(What you need to do):
All that should come back is the lines of the data below from the one containing "locate the train headlight in the photo above" to the one containing "locate the metal pole in the photo above", inclusive, exactly as they stand.

::: Data for review :::

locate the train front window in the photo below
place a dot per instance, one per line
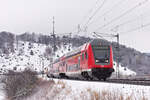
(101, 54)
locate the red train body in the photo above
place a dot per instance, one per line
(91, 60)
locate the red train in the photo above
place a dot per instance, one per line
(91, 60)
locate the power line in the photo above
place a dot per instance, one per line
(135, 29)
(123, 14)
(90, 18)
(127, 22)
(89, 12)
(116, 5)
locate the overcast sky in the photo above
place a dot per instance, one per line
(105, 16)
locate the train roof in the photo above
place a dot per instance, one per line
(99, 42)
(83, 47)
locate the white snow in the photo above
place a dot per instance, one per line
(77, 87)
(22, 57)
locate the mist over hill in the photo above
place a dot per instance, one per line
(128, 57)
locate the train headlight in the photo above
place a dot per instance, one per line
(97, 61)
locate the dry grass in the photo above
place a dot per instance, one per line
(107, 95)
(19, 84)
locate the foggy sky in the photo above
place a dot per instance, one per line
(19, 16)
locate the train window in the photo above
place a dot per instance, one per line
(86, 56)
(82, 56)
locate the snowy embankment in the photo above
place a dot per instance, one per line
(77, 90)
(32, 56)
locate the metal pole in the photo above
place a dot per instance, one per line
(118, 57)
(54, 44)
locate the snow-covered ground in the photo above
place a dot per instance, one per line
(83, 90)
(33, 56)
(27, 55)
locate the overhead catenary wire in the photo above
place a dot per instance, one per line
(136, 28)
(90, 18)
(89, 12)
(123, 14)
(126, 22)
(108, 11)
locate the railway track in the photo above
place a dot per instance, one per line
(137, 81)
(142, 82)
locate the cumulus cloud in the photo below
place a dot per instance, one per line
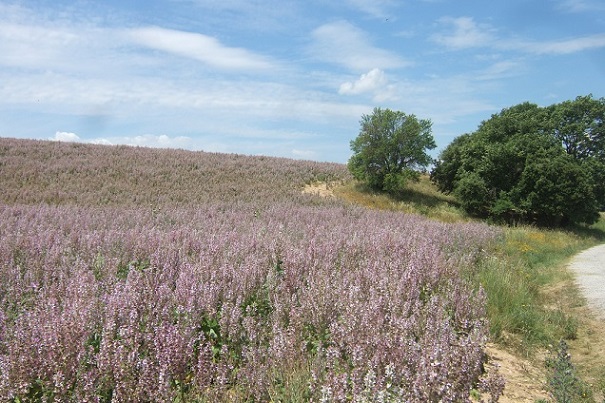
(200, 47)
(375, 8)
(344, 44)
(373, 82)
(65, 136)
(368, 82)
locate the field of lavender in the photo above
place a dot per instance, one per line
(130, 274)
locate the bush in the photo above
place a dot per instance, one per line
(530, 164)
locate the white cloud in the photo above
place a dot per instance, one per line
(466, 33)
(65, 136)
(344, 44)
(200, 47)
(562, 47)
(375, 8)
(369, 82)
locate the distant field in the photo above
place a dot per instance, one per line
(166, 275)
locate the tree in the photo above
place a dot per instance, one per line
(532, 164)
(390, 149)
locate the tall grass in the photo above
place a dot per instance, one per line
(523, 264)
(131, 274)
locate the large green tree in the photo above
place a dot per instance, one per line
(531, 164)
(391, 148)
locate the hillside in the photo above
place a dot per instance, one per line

:::
::: Data for review :::

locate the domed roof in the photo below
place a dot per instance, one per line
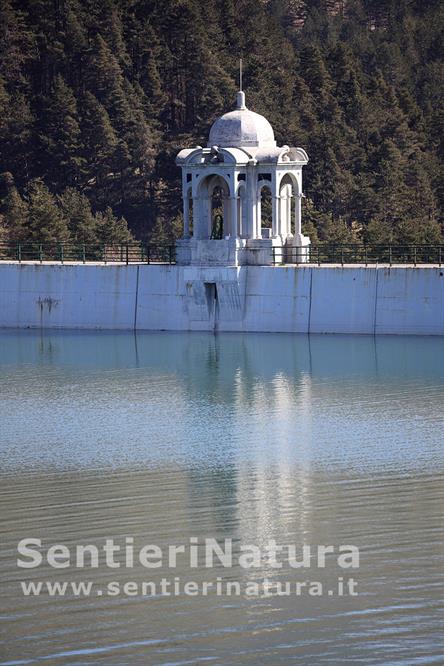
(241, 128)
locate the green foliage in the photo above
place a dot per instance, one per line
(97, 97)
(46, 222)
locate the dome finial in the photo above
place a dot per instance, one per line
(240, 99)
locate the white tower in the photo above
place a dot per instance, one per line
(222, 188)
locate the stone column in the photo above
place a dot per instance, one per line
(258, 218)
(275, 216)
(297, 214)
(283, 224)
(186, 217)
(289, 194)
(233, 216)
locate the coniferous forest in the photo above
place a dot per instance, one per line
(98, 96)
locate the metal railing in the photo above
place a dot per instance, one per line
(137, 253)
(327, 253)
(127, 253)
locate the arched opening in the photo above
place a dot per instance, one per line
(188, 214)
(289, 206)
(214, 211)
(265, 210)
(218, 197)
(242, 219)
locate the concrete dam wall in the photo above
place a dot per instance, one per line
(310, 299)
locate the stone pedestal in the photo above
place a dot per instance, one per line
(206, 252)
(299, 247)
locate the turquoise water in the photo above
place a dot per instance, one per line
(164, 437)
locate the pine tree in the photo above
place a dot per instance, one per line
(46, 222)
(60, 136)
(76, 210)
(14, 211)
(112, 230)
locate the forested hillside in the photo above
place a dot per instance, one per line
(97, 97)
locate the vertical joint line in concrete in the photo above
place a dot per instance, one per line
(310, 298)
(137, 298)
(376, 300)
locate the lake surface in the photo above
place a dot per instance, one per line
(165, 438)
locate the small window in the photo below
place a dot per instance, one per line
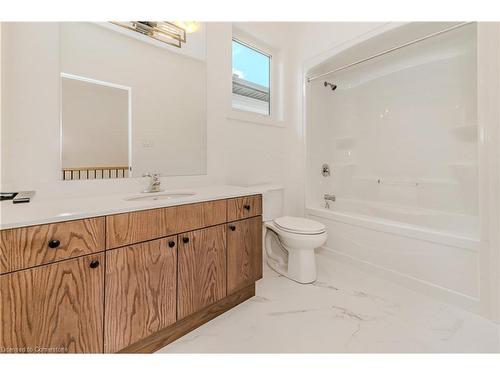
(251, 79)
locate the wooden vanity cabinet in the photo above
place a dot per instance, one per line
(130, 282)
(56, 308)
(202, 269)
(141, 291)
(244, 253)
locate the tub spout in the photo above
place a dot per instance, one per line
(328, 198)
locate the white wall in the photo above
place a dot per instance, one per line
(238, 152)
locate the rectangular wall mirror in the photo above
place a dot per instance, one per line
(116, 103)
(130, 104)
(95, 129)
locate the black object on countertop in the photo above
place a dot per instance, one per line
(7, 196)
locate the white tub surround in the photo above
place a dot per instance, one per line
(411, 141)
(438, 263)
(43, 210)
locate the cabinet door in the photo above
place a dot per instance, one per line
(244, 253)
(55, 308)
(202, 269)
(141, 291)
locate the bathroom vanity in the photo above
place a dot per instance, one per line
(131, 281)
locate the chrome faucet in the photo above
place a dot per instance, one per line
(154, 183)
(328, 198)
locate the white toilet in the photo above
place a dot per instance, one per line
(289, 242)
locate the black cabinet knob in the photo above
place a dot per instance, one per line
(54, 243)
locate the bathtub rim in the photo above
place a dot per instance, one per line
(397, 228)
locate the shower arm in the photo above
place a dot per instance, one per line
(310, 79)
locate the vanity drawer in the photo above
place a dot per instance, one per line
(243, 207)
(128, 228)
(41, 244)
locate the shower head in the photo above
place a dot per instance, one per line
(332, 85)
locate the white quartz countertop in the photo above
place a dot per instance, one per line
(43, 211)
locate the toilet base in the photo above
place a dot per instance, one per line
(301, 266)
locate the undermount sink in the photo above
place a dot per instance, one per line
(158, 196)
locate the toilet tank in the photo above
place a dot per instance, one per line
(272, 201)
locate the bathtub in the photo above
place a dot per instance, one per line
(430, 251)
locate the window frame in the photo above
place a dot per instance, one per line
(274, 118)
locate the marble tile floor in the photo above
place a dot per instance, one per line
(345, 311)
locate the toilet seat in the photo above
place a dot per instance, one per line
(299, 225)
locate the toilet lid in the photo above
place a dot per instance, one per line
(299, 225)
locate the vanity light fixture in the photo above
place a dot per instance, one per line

:::

(Answer space):
locate the train headlight in the photo above
place a dot per instance, one per line
(97, 61)
locate the dry grass in the photo above
place a dot per instance, one per line
(107, 95)
(19, 84)
locate the foggy sky in the photo above
place a dot per instance, one per line
(19, 16)
locate the train window in the photo above
place a dot per instance, one per line
(86, 56)
(82, 56)
locate the snowy embankment in the photo above
place a dot per instance, one per line
(77, 90)
(32, 56)
locate the metal pole in the photo above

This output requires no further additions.